EXERCISE INPUTS ->
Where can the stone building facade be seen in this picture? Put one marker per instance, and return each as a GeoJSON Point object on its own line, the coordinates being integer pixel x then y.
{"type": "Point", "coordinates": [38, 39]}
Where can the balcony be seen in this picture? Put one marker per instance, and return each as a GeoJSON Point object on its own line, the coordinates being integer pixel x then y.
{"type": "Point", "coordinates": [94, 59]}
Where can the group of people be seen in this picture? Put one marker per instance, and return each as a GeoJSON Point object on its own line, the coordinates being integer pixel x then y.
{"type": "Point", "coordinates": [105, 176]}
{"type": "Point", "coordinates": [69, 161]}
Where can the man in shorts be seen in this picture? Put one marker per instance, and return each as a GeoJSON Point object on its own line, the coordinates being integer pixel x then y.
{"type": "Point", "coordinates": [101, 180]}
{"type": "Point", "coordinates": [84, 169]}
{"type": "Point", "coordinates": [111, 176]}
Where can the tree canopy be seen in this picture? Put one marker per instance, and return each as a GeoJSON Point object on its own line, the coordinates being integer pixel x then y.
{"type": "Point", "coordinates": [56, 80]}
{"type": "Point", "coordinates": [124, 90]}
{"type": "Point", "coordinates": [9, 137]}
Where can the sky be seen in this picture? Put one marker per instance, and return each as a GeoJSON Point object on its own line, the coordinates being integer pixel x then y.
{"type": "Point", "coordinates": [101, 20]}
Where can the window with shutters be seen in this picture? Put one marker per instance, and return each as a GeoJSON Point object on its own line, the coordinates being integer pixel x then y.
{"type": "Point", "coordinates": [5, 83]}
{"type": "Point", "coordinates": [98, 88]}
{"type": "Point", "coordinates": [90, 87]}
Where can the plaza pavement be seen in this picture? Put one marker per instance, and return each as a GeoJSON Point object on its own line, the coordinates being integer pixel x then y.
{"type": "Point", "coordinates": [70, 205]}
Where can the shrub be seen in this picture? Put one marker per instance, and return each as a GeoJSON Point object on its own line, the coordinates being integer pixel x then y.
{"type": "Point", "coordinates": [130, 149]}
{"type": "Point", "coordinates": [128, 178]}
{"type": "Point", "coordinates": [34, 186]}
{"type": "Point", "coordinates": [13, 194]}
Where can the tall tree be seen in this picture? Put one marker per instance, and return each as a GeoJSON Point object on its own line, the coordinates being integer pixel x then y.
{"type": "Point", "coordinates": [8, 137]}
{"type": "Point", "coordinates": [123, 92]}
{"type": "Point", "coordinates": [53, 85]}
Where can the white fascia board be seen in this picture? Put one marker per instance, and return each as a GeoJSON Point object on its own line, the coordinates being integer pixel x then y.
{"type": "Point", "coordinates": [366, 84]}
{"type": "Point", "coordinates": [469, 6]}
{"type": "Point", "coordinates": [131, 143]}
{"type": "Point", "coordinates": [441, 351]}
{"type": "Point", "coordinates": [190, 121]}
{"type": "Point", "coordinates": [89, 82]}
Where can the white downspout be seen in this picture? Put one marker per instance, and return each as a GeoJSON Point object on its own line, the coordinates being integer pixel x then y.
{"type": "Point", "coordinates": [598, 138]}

YOUR OBJECTIVE -> Give the entries once more, exactly as they appear.

RESULT OF THIS EXERCISE ->
Where can the stone building facade be seen in this picture? Put one marker per instance, and return each as a GeoJSON Point object on its own line, the coordinates being integer pixel x then y.
{"type": "Point", "coordinates": [38, 39]}
Where can the balcony be seen in this picture? Put one marker per instance, and return each as a GeoJSON Point object on its own line, the coordinates being integer pixel x then y.
{"type": "Point", "coordinates": [94, 59]}
Where can the group of people be seen in this picture? Put one marker per instance, and return each as a GeoJSON Point object on its own line, the coordinates being integer pixel x then y.
{"type": "Point", "coordinates": [105, 176]}
{"type": "Point", "coordinates": [69, 161]}
Where can the man in shorts be seen in this picture? Put one marker per instance, and return each as a GeoJSON Point object on its own line, the coordinates being integer pixel x then y.
{"type": "Point", "coordinates": [101, 180]}
{"type": "Point", "coordinates": [84, 169]}
{"type": "Point", "coordinates": [111, 176]}
Where can the tree canopy be seen in this picture? Put one marker per instance, and return each as a GeoJSON Point object on its own line, the coordinates being integer pixel x then y.
{"type": "Point", "coordinates": [56, 80]}
{"type": "Point", "coordinates": [124, 90]}
{"type": "Point", "coordinates": [9, 137]}
Where can the sky be seen in this picture? Put one marker per instance, and return each as a GeoJSON Point object on its own line, the coordinates being integer pixel x then y.
{"type": "Point", "coordinates": [101, 20]}
Where can the window with shutters be seen in this picture? Put one marker per instance, and return each as a GeoJSON Point object on its own line, the coordinates being integer pixel x then y.
{"type": "Point", "coordinates": [5, 83]}
{"type": "Point", "coordinates": [98, 88]}
{"type": "Point", "coordinates": [90, 87]}
Where can the plaza pavement be seen in this picture? Put one marker per instance, and return each as a GeoJSON Point object on its own line, the coordinates being integer pixel x then y.
{"type": "Point", "coordinates": [70, 205]}
Where can the shrub be seen in this picture? Put one marker per instance, and return each as a GeoJSON Point object on its own line, the coordinates being integer pixel x then y.
{"type": "Point", "coordinates": [130, 149]}
{"type": "Point", "coordinates": [128, 178]}
{"type": "Point", "coordinates": [34, 186]}
{"type": "Point", "coordinates": [13, 194]}
Where can the tall tree be seen in this picture? Put one marker per instance, and return each as a GeoJSON Point object on its own line, the coordinates being integer pixel x then y.
{"type": "Point", "coordinates": [8, 137]}
{"type": "Point", "coordinates": [123, 92]}
{"type": "Point", "coordinates": [53, 85]}
Where can the white fascia board be seen in this picture? Put one marker per instance, and return each as a GeoJSON Point object on its own line, the coordinates being integer pixel x then y.
{"type": "Point", "coordinates": [366, 84]}
{"type": "Point", "coordinates": [469, 6]}
{"type": "Point", "coordinates": [131, 143]}
{"type": "Point", "coordinates": [441, 351]}
{"type": "Point", "coordinates": [190, 121]}
{"type": "Point", "coordinates": [89, 82]}
Where can the white downspout be seen in this picture? Put one marker per instance, and return each as a GeoJSON Point object on its own line, the coordinates being integer pixel x then y.
{"type": "Point", "coordinates": [598, 138]}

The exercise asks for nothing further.